Stated task:
Please reproduce the entries word for word, starting at their very beginning and ending with the line that contains "POLYGON ((560 797, 628", that line included.

Input:
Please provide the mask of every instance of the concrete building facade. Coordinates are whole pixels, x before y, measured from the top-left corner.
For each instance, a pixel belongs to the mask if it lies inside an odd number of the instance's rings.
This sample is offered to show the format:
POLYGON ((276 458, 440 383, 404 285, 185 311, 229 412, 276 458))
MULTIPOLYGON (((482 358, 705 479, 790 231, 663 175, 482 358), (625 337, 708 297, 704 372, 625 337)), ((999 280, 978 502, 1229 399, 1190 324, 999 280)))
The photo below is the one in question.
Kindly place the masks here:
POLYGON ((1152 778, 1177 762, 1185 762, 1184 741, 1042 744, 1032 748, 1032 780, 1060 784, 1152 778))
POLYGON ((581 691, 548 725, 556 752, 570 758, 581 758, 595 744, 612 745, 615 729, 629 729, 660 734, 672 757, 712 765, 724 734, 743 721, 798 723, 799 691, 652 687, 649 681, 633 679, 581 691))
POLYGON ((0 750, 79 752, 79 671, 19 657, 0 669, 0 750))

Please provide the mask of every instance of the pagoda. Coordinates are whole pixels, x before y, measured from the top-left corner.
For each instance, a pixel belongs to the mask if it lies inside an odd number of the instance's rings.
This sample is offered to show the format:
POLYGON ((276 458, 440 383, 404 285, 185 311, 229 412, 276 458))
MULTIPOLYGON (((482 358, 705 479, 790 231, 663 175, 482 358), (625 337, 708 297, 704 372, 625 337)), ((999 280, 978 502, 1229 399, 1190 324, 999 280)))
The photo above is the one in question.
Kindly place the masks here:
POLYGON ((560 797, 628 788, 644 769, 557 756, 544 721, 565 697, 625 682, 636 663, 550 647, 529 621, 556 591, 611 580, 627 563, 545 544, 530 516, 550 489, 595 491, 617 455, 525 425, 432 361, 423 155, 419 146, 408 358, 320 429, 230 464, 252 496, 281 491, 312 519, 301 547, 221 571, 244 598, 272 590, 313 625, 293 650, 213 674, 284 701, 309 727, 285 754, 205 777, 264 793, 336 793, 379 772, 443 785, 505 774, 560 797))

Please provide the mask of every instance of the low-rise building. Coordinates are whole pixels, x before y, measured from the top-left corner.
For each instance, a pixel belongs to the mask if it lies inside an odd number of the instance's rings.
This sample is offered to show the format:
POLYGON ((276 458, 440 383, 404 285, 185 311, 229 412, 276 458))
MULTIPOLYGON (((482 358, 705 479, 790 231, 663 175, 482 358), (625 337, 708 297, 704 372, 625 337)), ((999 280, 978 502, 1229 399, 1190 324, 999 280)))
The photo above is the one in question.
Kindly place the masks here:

Full answer:
Please provide the mask of every instance of the concrete building facade. Coordinates are whole pixels, x before y, measured from the top-left corner.
For each instance, a pixel belongs to the mask if it lies inside an odd number of the instance's rings.
This sample is offered to show the format:
POLYGON ((276 458, 440 383, 404 285, 185 311, 229 412, 276 458))
MULTIPOLYGON (((482 358, 705 479, 790 231, 663 175, 482 358), (625 337, 708 297, 704 372, 625 337)), ((999 280, 978 502, 1229 399, 1190 324, 999 280)))
The photo below is the one in question.
Kindly place the masks here:
POLYGON ((1152 778, 1177 762, 1185 762, 1184 741, 1042 744, 1032 748, 1032 780, 1060 784, 1152 778))
POLYGON ((581 691, 548 725, 556 752, 570 758, 581 758, 595 744, 612 745, 615 729, 629 729, 660 734, 672 757, 712 765, 724 734, 743 721, 798 723, 799 691, 652 687, 649 681, 633 679, 581 691))
POLYGON ((0 750, 79 752, 79 671, 19 657, 0 669, 0 750))

Please provide the mask of every instance of the pagoda. Coordinates are whole pixels, x before y, measured from the top-left corner.
For each instance, a pixel belongs to the mask if it lies inside an odd number of the instance's rings.
This sample is offered to show the format:
POLYGON ((276 458, 440 383, 404 285, 185 311, 229 412, 276 458))
MULTIPOLYGON (((482 358, 705 479, 790 231, 663 175, 482 358), (625 337, 708 297, 704 372, 625 337)), ((999 280, 978 502, 1229 399, 1190 324, 999 280)))
The photo above is the one in question.
Kindly place the masks here:
POLYGON ((560 797, 628 788, 644 769, 557 756, 544 721, 565 697, 625 682, 636 663, 550 647, 529 621, 556 591, 611 580, 627 563, 545 544, 530 516, 550 489, 595 491, 617 455, 525 425, 432 361, 423 155, 419 146, 408 358, 320 429, 230 464, 252 496, 281 491, 312 519, 301 547, 221 571, 244 598, 272 590, 313 625, 293 650, 213 674, 284 701, 309 727, 285 754, 205 777, 264 793, 336 793, 379 772, 443 785, 505 774, 560 797))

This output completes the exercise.